>> begin

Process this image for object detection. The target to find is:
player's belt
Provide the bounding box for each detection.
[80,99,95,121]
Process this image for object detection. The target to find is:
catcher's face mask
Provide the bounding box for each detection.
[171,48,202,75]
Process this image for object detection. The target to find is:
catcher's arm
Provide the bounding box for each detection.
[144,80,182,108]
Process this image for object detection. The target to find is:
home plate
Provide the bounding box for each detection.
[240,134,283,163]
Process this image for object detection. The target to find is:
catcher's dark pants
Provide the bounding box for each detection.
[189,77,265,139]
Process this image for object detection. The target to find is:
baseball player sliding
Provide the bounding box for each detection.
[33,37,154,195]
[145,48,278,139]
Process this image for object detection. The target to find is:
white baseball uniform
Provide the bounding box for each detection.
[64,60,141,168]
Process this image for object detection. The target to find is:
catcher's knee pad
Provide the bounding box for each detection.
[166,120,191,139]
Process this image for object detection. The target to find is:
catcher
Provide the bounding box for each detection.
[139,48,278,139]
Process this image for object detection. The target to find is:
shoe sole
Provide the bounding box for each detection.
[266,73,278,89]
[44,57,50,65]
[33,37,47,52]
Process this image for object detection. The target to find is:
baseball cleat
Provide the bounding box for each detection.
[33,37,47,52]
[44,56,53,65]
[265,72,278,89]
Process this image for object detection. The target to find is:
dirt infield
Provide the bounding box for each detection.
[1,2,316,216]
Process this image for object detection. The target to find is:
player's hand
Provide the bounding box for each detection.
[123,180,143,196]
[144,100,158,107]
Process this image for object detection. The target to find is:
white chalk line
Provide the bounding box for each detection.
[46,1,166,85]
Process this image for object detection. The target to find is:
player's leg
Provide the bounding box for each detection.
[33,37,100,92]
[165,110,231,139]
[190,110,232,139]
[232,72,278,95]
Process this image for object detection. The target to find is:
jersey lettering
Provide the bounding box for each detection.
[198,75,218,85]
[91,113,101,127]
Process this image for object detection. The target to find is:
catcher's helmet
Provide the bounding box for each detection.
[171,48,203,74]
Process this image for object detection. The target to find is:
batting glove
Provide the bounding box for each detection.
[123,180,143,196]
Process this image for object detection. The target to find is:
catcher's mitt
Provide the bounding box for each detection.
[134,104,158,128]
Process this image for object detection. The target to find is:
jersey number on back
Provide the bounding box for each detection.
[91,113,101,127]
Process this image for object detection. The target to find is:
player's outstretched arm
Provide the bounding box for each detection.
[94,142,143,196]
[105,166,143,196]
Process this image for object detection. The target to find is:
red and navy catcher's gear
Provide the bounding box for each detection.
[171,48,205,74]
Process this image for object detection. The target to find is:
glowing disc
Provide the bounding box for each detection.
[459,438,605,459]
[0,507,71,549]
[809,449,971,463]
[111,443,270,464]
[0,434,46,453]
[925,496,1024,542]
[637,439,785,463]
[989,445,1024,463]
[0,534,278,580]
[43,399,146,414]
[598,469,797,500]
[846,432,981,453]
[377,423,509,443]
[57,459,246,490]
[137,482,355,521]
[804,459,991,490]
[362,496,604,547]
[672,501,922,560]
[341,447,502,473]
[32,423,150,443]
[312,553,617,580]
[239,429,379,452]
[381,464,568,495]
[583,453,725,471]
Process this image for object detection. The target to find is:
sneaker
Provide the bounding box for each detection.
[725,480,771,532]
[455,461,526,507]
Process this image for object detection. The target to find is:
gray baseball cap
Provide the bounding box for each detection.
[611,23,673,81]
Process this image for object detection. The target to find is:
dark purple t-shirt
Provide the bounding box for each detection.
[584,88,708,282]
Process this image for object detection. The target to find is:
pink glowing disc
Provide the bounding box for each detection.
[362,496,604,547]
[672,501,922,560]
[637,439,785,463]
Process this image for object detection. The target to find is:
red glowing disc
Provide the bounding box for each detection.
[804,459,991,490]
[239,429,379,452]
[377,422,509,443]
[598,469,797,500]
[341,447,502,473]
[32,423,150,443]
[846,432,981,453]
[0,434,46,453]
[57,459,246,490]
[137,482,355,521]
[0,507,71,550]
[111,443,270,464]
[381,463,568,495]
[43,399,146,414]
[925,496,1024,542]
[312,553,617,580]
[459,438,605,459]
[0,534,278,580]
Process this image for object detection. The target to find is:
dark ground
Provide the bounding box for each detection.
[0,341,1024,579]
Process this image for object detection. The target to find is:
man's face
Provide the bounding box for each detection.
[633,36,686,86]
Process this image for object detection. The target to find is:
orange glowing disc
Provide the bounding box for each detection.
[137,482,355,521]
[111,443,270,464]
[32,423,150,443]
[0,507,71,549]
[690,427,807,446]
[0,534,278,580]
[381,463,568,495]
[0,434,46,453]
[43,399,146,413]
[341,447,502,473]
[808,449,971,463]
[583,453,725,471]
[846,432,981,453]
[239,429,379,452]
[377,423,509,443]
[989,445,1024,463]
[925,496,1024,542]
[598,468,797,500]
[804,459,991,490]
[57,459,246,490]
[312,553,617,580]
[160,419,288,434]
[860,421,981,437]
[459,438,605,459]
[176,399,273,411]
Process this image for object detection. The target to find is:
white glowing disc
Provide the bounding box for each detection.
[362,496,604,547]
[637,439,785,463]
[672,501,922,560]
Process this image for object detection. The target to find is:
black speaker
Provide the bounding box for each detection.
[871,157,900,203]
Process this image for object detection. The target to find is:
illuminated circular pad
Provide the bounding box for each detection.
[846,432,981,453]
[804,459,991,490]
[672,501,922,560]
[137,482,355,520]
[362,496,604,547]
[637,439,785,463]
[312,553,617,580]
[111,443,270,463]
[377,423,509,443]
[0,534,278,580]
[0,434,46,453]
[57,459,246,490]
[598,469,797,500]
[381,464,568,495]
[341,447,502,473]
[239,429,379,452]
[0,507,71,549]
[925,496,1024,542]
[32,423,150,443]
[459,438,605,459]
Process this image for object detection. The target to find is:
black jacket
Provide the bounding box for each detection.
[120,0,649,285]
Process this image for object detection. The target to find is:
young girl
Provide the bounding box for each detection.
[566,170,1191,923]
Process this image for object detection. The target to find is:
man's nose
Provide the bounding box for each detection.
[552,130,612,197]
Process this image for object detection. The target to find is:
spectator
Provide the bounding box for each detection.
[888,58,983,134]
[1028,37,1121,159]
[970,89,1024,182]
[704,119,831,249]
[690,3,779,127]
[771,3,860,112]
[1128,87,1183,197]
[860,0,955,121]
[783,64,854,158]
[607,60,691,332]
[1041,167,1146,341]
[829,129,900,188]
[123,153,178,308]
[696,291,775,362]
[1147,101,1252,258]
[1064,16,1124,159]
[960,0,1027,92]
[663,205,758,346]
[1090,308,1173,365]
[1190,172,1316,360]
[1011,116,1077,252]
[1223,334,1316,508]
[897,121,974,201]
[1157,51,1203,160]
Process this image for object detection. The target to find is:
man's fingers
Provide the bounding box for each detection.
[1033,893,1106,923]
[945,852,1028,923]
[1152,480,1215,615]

>> end

• **Work to complete**: Can you revise the listing above so that every "object detection" reads "object localization", with everything else left the same?

• **Answer to this task**:
Process this image for object localization. The target to find is:
player's belt
Provide the bounding box for each detection.
[80,99,95,121]
Process this image for object localization. The target to find is:
catcher's face mask
Provide the bounding box for each detection.
[171,48,202,75]
Process this image for object localization. The target to find is:
catcher's arm
Provide the bounding box for each detection.
[144,80,182,108]
Process this image for object localization. The target to find is:
home plate
Provide the bounding box for each detection.
[240,134,283,163]
Process this image for object localization. The target to find is:
catcher's dark pants
Provide the bounding box for each detection.
[189,77,265,139]
Process this image for object localization. The target to find is:
baseball player sliding
Provide the bounding box for each detection.
[33,37,154,195]
[145,48,278,139]
Process this image for object localization. The target to find is:
white baseball uniform
Provide the bounding box for each detection.
[64,60,141,168]
Process this image for object localization. The target to find is:
catcher's knee pad
Provide the bounding box for each detection.
[166,120,191,139]
Process this image for object localization. The target to find is:
catcher
Provide the bounding box for each detection.
[139,48,278,139]
Process this image for object localization. The target to find is:
shoe sole
Provide the bounding box for each detection.
[266,73,278,89]
[44,57,50,65]
[33,37,47,52]
Process this image for object localization. The target to find is:
baseball cleat
Provide the bounding box for each detection.
[33,37,47,52]
[44,56,53,65]
[265,72,278,89]
Process this image for object localization. The target to find is:
dirt infield
Provide the bounding box for each detection.
[1,2,316,216]
Process this image for object localization. The target to find is:
player's hand
Provide the bounding box for each detection.
[123,180,143,196]
[144,100,158,107]
Process this image for object localization. The target to find is:
white chalk line
Provide the bounding box for each detection.
[46,1,166,85]
Process this image for object localization. The target to find is:
player's leg
Provide the bounding box for each detection.
[33,37,100,92]
[165,110,231,139]
[190,110,232,139]
[232,72,278,95]
Process this image for object localization. The target to find is:
jersey lettering
Provide the bounding box for each detection.
[198,75,218,85]
[91,113,101,127]
Process this image for object localization. The target to find is:
catcher's helmet
Provide the bounding box for each detection.
[171,48,203,74]
Process this image for object localization. The target to find is:
batting glove
Provide the bounding box for each detection.
[123,180,143,196]
Process this image for object localization. The target to find is:
catcher's mitt
Provide the bounding box for each detection.
[134,104,158,128]
Process this image for object localization. The target to find is:
jersey number on back
Provide the bounding box for each detection.
[91,113,101,127]
Process this image for object localization. The target to find is:
player's outstretched arm
Provide the bounding box for each detection.
[94,142,143,196]
[105,166,143,196]
Process this image for object localization. The target to find is:
red and navy catcher's gear
Provide the bounding box for each detection.
[171,48,205,74]
Process this image for object localization. The target to find is:
glowing disc
Provide the bounding box for each detection.
[459,438,605,459]
[0,507,71,549]
[809,449,971,463]
[111,443,270,464]
[0,434,46,453]
[925,496,1024,542]
[637,439,785,463]
[989,445,1024,463]
[0,534,278,580]
[43,399,146,414]
[598,469,797,500]
[846,432,981,453]
[377,423,509,443]
[57,459,246,490]
[137,482,355,521]
[804,459,991,490]
[362,496,604,547]
[672,501,922,560]
[341,447,502,473]
[32,423,150,443]
[312,553,617,580]
[239,429,379,452]
[381,464,568,495]
[583,453,725,471]
Process this image for object localization. The target to find is:
sneaker
Provide the bounding box for each detection.
[725,480,771,532]
[455,461,526,507]
Process this image for object localization. The target to find is:
gray baseball cap
Provide the bounding box for each detection.
[611,23,673,81]
Process this image for object localization. The target to find is:
dark purple t-shirt
Provide the bounding box for each detection.
[584,88,708,282]
Process this image for object localization. The target to find is:
pink glowing disc
Provide the bounding box for each detection.
[362,496,604,547]
[672,501,922,560]
[637,439,785,463]
Process this image for object localization. The target to find is:
red glowing disc
Provide the bounding box for each detection.
[804,459,991,490]
[239,429,379,452]
[377,422,509,443]
[598,469,797,500]
[341,447,502,473]
[32,423,150,443]
[846,432,981,453]
[0,434,46,453]
[57,459,246,490]
[137,482,355,521]
[0,507,71,550]
[111,443,270,464]
[381,463,568,495]
[43,399,146,414]
[925,496,1024,542]
[312,553,617,580]
[459,438,605,459]
[0,534,278,580]
Process this image for object localization. The target to find is:
dark ground
Provide the bounding box for each detection.
[0,341,1024,579]
Process this image for object localization. The target to find is:
man's face
Provide the bounding box for each detection.
[633,36,686,86]
Process this image for object localization. The target to find is:
orange glowing disc
Provide the bounding box for each detection.
[137,482,355,521]
[111,443,270,464]
[32,423,150,443]
[0,507,71,549]
[690,427,807,446]
[0,534,278,580]
[381,463,568,495]
[0,434,46,453]
[43,399,146,413]
[341,447,502,473]
[808,449,971,463]
[583,453,725,471]
[846,432,981,453]
[239,429,379,452]
[377,423,509,443]
[989,445,1024,463]
[925,496,1024,542]
[598,468,797,500]
[804,459,991,490]
[57,459,246,490]
[312,553,617,580]
[160,419,288,434]
[860,421,981,437]
[459,438,605,459]
[176,399,273,411]
Process this image for object localization. The target to find is:
white glowing disc
Provide the bounding box for each detection.
[362,496,604,547]
[637,439,785,463]
[672,501,922,560]
Process this image for object localization. The target to find is:
black speaker
Provide the bounding box for each detection.
[871,157,900,203]
Process this image for object localization. The target to find is:
illuminated circular pad
Provide the bounding box for each detection.
[846,432,981,453]
[804,459,991,490]
[672,501,922,560]
[137,482,355,520]
[362,496,604,547]
[637,439,785,463]
[312,553,617,580]
[111,443,270,463]
[377,423,509,443]
[0,534,278,580]
[0,434,46,453]
[57,459,246,490]
[598,469,797,500]
[381,464,568,495]
[341,447,502,473]
[239,429,379,452]
[0,507,71,549]
[925,496,1024,542]
[32,423,150,443]
[459,438,605,459]
Process this image for object localization. The target to find is:
black jacket
Provide the bounding box for each detection.
[120,0,649,285]
Process this image for object localization. The target to find is:
young girl
Provide the bounding box for each detection.
[566,170,1191,923]
Process this image for object localization. The target to find is:
man's nose
Provide the bounding box for each detection.
[552,130,612,197]
Process this image for object localization. The target to find is:
spectator
Provide the bounding box for each detection.
[888,58,983,134]
[1028,37,1121,159]
[970,89,1024,182]
[704,119,831,249]
[690,3,779,127]
[771,3,860,112]
[1128,87,1183,197]
[860,0,955,121]
[783,64,854,158]
[607,60,691,332]
[1041,167,1146,341]
[829,129,900,188]
[123,153,178,308]
[696,291,775,362]
[1147,101,1252,258]
[1064,16,1124,159]
[960,0,1027,92]
[663,205,758,346]
[1090,308,1173,365]
[1190,172,1316,360]
[1011,116,1077,252]
[1223,334,1316,508]
[897,121,974,201]
[1157,51,1203,160]
Process this image for object localization. The target to find is:
man's fingers
Provide the bounding box for each detection.
[1033,893,1106,923]
[945,852,1028,923]
[1152,480,1215,615]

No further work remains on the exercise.